Passage >>
┌──

Solar panel systems are an investment that should be handled with care. When choosing a solar system, there are far more components to consider than just the panels themselves. One of the most important features of a solar system is the inverter or microinverter. The microinverters’ role is to convert direct current (DC), which is collected from sunlight energy, into alternating current (AC), which is the form of electricity used to power your home. Choosing the right microinverter is important for your system, as it can help prevent added construction costs like a main service panel upgrade. Let’s take a look at how microinverters interact with your electrical main panel.
Microinverters’ Role in the Electrical Main Panel
One common cost pitfall on solar installs is a main panel upgrade. When installing solar panel systems, additional breakers and electrical loads will be added to your home or business. Sometimes, the added breaker size can exceed the maximum capacity of the electrical panel. If the breakers in your panel exceed 120% of busbar rating, building and safety authorities will not allow its continued use in many cities. If a workaround solution cannot be engineered, a main panel upgrade will be required for the solar project to pass inspections. Main panel upgrades generally add about $2000-3000 to the project, and although panel upgrades can add value to your home, unforeseen cost additives may put your budget over the edge. Main panel upgrades may even require additional construction efforts, like gas line relocation or power lines themselves needing to be upgraded. With these additional construction needs, the price tag can rapidly jump thousands of dollars.
So, how do microinverters affect electrical main panel upgrades?

└──

Data items
┌──

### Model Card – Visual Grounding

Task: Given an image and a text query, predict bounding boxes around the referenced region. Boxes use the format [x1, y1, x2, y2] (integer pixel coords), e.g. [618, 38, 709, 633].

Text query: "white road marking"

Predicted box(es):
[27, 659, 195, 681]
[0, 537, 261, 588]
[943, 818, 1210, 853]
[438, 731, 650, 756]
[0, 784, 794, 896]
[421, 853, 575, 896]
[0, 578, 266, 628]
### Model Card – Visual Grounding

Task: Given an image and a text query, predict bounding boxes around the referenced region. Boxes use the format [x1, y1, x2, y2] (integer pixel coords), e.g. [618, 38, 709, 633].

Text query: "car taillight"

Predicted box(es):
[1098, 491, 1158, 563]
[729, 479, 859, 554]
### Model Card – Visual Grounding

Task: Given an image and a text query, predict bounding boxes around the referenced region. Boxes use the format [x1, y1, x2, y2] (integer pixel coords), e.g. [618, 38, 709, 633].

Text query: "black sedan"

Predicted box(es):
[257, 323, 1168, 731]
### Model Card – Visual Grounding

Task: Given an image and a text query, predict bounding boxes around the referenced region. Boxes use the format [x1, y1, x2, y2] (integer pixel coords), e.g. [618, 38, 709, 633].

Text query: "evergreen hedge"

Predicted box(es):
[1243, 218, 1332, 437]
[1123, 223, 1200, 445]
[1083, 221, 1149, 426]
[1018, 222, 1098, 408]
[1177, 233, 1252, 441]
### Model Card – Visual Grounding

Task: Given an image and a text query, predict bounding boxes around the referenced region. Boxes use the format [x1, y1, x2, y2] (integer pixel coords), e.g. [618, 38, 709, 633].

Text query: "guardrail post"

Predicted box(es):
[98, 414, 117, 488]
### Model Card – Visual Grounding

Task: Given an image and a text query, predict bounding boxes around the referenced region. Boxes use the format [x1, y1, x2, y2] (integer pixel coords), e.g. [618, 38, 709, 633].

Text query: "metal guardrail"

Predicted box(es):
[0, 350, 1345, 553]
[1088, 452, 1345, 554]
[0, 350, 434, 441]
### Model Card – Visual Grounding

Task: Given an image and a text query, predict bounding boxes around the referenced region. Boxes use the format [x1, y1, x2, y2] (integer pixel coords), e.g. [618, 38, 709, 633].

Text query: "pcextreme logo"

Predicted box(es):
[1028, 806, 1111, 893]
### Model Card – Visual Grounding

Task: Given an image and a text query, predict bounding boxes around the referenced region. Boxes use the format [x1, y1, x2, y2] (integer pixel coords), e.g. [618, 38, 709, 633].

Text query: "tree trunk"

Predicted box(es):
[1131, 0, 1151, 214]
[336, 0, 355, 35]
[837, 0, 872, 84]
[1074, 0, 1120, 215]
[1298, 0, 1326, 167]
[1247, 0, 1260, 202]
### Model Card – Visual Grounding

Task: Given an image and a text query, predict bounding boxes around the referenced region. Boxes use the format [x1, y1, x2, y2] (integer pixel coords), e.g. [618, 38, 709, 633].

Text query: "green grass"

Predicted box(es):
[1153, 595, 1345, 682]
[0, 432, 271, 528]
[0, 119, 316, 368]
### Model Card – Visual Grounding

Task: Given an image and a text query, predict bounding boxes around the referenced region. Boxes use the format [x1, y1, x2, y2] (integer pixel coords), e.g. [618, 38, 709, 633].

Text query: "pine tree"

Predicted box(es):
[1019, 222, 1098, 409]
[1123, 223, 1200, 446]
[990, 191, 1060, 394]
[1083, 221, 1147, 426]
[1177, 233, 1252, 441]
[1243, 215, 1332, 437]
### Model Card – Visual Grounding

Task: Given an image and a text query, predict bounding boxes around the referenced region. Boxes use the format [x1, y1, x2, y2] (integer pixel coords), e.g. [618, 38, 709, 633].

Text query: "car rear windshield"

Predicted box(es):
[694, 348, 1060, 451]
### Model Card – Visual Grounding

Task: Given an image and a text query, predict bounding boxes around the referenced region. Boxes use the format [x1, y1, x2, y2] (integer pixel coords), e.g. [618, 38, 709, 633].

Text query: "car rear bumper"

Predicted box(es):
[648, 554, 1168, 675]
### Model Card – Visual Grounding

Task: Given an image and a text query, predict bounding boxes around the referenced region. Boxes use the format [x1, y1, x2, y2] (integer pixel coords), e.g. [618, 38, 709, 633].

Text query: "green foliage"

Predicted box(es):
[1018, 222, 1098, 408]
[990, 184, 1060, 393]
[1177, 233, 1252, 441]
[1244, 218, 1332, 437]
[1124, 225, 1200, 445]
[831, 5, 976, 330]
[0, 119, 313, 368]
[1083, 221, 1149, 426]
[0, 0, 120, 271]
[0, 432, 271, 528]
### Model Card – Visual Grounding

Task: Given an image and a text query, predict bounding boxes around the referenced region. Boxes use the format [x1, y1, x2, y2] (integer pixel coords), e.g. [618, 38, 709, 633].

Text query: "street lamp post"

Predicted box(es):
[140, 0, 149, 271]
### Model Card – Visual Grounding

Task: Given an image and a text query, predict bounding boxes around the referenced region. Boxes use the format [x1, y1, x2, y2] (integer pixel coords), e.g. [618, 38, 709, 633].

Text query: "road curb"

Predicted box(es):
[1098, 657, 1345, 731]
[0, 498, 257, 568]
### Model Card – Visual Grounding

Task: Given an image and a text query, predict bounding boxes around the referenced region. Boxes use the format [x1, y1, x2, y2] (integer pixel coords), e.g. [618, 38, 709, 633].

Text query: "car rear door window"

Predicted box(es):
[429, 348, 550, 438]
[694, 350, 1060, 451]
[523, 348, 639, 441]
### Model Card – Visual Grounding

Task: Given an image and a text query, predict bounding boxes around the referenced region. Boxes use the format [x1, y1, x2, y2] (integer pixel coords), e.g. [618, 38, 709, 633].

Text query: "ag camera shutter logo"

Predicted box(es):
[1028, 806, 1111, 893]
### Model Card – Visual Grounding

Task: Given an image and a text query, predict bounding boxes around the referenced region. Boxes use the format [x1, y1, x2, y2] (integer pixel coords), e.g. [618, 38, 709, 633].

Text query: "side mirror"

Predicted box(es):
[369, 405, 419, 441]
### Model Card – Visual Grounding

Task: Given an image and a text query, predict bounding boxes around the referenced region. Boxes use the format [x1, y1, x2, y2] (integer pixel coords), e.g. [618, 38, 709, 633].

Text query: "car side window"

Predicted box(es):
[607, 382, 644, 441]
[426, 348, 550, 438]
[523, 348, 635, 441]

└──

The tasks >>
a) According to the microinverter article, about how much does a main panel upgrade generally add to a project?
b) Transcribe the part of the microinverter article that opens with the words containing "Solar panel systems are" and closes with "electrical main panel.".
These rows have no connection to the microinverter article.

Solutions in order >>
a) About $2000-3000.

b)
Solar panel systems are an investment that should be handled with care. When choosing a solar system, there are far more components to consider than just the panels themselves. One of the most important features of a solar system is the inverter or microinverter. The microinverters’ role is to convert direct current (DC), which is collected from sunlight energy, into alternating current (AC), which is the form of electricity used to power your home. Choosing the right microinverter is important for your system, as it can help prevent added construction costs like a main service panel upgrade. Let’s take a look at how microinverters interact with your electrical main panel.